**READING TEXT:**

SELF DISCOVERY The moment I realised that I was gay was when I was watching a TV advertisement about men's body building. I was 10. [At school] we were encouraged to keep a diary to improve our English and hand it in, and I talked about it in my journal. My teacher said it was just a phase, which was OK; I do believe that sexuality is at least a little mutable. I did mind later on though; my school was a Christian mission school - they had an 'ex-gay' speaker come to speak to us. Luckily it wasn't a big theme.
When I was 13, the Singapore government organised a creative writing camp and I remember winning a poetry competition for a poem about how much I longed for another guy. They suggested that I change pronouns and I went along with it. I was in the drama club and was more willing to take on female roles than most boys were. My mum thought there was something amiss about this and my dad tried to placate her. When I came out to my dad, he felt terribly guilty for not having taken notice of the 'warning' signs.
FLIGHTS OF FANCY I went to schools where they encouraged writing. I spent three years in a British-run international primary school in Hong Kong [Quarry Bay School]. I remember the juvenilia I wrote in class: 'If I were the king of Singapore I wouldn't shut my bedroom door, if I was the king of China ...' and so on. The teachers encouraged us to write poems and compositions, and all of mine would end up in the fantasy realm; people would be transported into magical realms from supermarkets. This definitely shows up in my plays now. The most realistic play I've written had an immortal snake as a character. It was based on a Chinese legend, Madam White Snake; I'm into legend and myth and their overlapping with history.
BOY OF GOD I converted to Christianity at school. A teacher told us there was scientific evidence that the sun stood still for the battle of Jericho and I thought, ooh, if it's scientific it must be true, right? I didn't get involved in the church, though, partly because I didn't like that sense of big communalism, partly because I was too lazy to get up on Sunday mornings. There was also my sexual guilt and my fear that everyone I knew who wasn't Christian would go to hell. But I wasn't expressing [my sexuality] back then. I didn't actually have sex until I was 21. I did write a lot of love poems though.
COMBAT AND CABARET I was 17 when I went into the Singapore army. Back then, they asked you directly during the medical screening whether you were gay. In my case it was decided that since I was still a virgin and wasn't super flamboyant I would go through normal army training. Now they've stopped asking directly but it's mentioned in a form: the questionnaire says, 'Do you have any problems you want to talk to the medical officer about; for example, homosexuality?' But if you do come out, you're not supposed to have certain combat positions and you're seen as a security risk.
Was it traumatic? Yes, but it was more to do with being an oddball than because I was gay; being utterly unsporty and an incredible wimp; being clumsy assembling rifles. I wanted to be a good soldier so badly but I was lousy and thought, 'Oh, it's because I'm gay'. But I later found out that there are gay [men] who love being soldiers in Singapore. I acted out in really strange ways. I would do little musical performances with my rifle.

**TASK INSTRUCTIONS:** According to the reading text, which legend was the writer's most realistic play based on? The items that come next are not needed for this task.

**DATASET:**
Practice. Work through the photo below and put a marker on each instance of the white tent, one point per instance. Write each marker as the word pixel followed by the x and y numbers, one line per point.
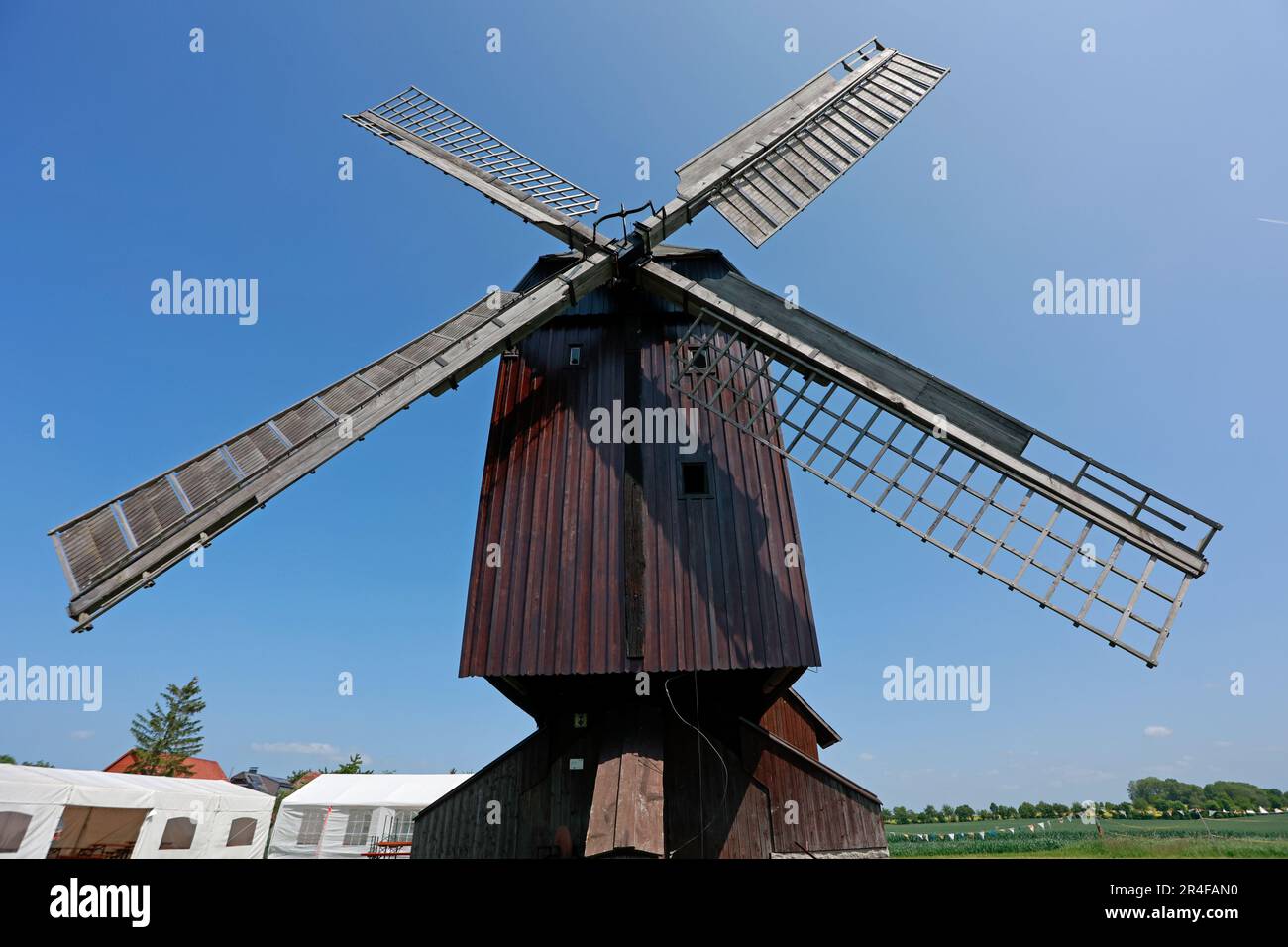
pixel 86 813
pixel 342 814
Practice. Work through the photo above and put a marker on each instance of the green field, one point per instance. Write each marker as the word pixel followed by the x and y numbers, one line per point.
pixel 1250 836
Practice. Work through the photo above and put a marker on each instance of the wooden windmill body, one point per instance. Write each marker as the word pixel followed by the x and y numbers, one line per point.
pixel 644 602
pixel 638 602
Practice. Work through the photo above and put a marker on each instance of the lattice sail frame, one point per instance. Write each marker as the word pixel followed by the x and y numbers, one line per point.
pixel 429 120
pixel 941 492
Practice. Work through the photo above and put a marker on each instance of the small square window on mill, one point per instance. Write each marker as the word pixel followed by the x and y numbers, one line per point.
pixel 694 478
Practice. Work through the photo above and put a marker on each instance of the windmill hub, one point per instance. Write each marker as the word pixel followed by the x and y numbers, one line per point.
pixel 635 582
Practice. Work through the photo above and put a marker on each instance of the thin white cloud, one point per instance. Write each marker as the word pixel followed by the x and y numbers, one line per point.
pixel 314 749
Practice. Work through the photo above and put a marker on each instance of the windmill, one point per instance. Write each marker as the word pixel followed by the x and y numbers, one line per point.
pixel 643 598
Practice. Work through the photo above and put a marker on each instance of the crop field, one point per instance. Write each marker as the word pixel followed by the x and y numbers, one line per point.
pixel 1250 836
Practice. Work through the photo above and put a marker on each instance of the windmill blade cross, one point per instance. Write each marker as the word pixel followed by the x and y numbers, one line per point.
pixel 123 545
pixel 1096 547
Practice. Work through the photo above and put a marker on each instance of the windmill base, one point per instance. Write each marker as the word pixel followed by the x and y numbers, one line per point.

**RESPONSE FOR THIS EXERCISE:** It was based on the Chinese legend Madam White Snake.